*任务要求:*
修改以下所有条目，将其中每一处“Pin”改为“Mark”，其余内容保持不变。

提取的数据条目:
= = = = = = =

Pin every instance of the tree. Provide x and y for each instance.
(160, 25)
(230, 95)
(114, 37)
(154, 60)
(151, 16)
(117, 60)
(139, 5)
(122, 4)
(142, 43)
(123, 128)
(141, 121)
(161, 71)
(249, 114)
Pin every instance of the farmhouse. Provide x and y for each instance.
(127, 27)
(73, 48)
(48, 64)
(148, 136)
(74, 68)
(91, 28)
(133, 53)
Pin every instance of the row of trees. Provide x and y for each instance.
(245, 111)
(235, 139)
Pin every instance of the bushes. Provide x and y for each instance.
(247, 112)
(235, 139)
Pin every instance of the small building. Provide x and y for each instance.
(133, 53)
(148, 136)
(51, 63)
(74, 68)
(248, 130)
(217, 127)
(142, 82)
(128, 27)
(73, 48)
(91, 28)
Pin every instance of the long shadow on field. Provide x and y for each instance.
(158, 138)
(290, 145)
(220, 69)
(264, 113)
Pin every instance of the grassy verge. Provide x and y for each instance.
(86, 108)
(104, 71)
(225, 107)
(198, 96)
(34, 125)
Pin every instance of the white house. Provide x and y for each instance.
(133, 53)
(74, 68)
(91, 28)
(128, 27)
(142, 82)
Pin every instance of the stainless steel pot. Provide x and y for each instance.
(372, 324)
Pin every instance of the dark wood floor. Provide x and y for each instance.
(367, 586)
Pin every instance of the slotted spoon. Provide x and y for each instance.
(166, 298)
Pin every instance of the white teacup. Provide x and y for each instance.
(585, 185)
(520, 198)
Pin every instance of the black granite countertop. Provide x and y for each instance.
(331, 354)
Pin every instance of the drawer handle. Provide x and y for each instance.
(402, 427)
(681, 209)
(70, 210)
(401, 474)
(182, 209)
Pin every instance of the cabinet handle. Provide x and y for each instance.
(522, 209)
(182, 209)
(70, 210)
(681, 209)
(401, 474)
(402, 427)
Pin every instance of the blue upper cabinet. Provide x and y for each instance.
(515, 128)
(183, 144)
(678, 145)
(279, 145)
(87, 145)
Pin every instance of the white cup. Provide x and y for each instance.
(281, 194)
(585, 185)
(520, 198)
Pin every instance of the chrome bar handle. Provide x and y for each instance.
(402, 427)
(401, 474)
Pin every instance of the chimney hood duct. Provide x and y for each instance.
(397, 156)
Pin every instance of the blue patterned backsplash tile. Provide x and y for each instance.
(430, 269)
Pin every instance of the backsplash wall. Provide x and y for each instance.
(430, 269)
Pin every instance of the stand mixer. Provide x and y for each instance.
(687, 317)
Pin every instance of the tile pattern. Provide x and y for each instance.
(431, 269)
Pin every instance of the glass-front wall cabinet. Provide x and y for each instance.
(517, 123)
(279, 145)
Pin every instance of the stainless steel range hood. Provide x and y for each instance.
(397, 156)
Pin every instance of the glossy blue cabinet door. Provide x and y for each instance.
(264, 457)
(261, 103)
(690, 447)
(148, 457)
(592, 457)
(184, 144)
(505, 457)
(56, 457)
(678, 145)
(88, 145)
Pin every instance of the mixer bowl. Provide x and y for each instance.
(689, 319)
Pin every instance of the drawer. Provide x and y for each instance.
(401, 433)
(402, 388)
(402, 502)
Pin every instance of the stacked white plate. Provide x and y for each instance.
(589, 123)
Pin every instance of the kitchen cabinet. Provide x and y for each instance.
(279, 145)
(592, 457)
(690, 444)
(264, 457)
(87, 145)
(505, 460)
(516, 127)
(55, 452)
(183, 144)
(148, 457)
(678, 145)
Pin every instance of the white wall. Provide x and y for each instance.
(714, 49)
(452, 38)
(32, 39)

= = = = = = =

*参考答案:*
Mark every instance of the tree. Provide x and y for each instance.
(160, 25)
(230, 95)
(114, 37)
(154, 60)
(151, 16)
(117, 60)
(139, 5)
(122, 4)
(142, 43)
(123, 128)
(141, 121)
(161, 71)
(249, 114)
Mark every instance of the farmhouse. Provide x and y for each instance.
(127, 27)
(73, 48)
(48, 64)
(148, 136)
(74, 68)
(91, 28)
(133, 53)
Mark every instance of the row of trees. Provide x and y for each instance.
(245, 111)
(235, 139)
Mark every instance of the bushes. Provide x and y for each instance.
(247, 112)
(235, 139)
Mark every instance of the small building. Provide x and y for each instance.
(133, 53)
(148, 136)
(51, 63)
(74, 68)
(248, 130)
(217, 127)
(142, 82)
(128, 27)
(73, 48)
(91, 28)
Mark every instance of the long shadow on field. Provide x and y for each instance.
(158, 138)
(290, 145)
(220, 69)
(264, 113)
Mark every instance of the grassy verge. Provide x and y for each instance.
(86, 108)
(104, 71)
(225, 107)
(198, 96)
(34, 125)
Mark every instance of the white house. Provide x and y for each instance.
(133, 53)
(74, 68)
(91, 28)
(128, 27)
(142, 82)
Mark every instance of the stainless steel pot. Provide x and y for each instance.
(372, 324)
Mark every instance of the dark wood floor. Provide x and y for each instance.
(367, 586)
Mark every instance of the slotted spoon. Provide x and y for each instance.
(166, 298)
Mark every instance of the white teacup. Provide x and y for each instance.
(585, 185)
(520, 198)
Mark every instance of the black granite countertop. Provide x and y for each instance.
(331, 354)
Mark every instance of the drawer handle. Provide x and y for each instance.
(402, 427)
(681, 209)
(70, 210)
(401, 474)
(182, 209)
Mark every instance of the cabinet handle. Provide x and y for each instance.
(522, 209)
(182, 209)
(70, 210)
(681, 209)
(401, 474)
(402, 427)
Mark every instance of the blue upper cabinet. Provide x and y for each instance.
(515, 128)
(183, 144)
(678, 145)
(279, 145)
(87, 145)
Mark every instance of the white cup. Provide x and y for each instance.
(281, 194)
(585, 185)
(520, 198)
Mark every instance of the chrome bar handle. Provide x and y for each instance.
(402, 427)
(401, 474)
Mark every instance of the chimney hood duct. Provide x and y for each instance.
(397, 156)
Mark every instance of the blue patterned backsplash tile. Provide x and y for each instance.
(430, 269)
Mark every instance of the backsplash wall. Provide x and y for each instance.
(430, 269)
Mark every instance of the stand mixer. Provide x and y for each instance.
(687, 317)
Mark every instance of the tile pattern. Provide x and y for each instance.
(431, 269)
Mark every instance of the glass-front wall cabinet. Provide x and y for each instance.
(517, 123)
(279, 145)
Mark every instance of the stainless steel range hood. Provide x and y for each instance.
(397, 156)
Mark every instance of the glossy blue cabinet door. Provide x and y for each instance.
(264, 457)
(261, 103)
(690, 447)
(148, 457)
(592, 457)
(184, 144)
(505, 457)
(56, 457)
(678, 145)
(88, 145)
Mark every instance of the mixer bowl. Provide x and y for each instance.
(689, 319)
Mark every instance of the drawer. Provide x and y for each instance.
(401, 433)
(402, 388)
(402, 502)
Mark every instance of the stacked white plate. Provide x and y for each instance.
(589, 123)
Mark every instance of the kitchen cabinet. Provide x and y for each instance.
(279, 145)
(592, 457)
(690, 444)
(264, 457)
(87, 145)
(505, 460)
(516, 127)
(55, 452)
(183, 144)
(148, 457)
(678, 145)
Mark every instance of the white wall. Provide x and y for each instance.
(714, 49)
(452, 38)
(32, 39)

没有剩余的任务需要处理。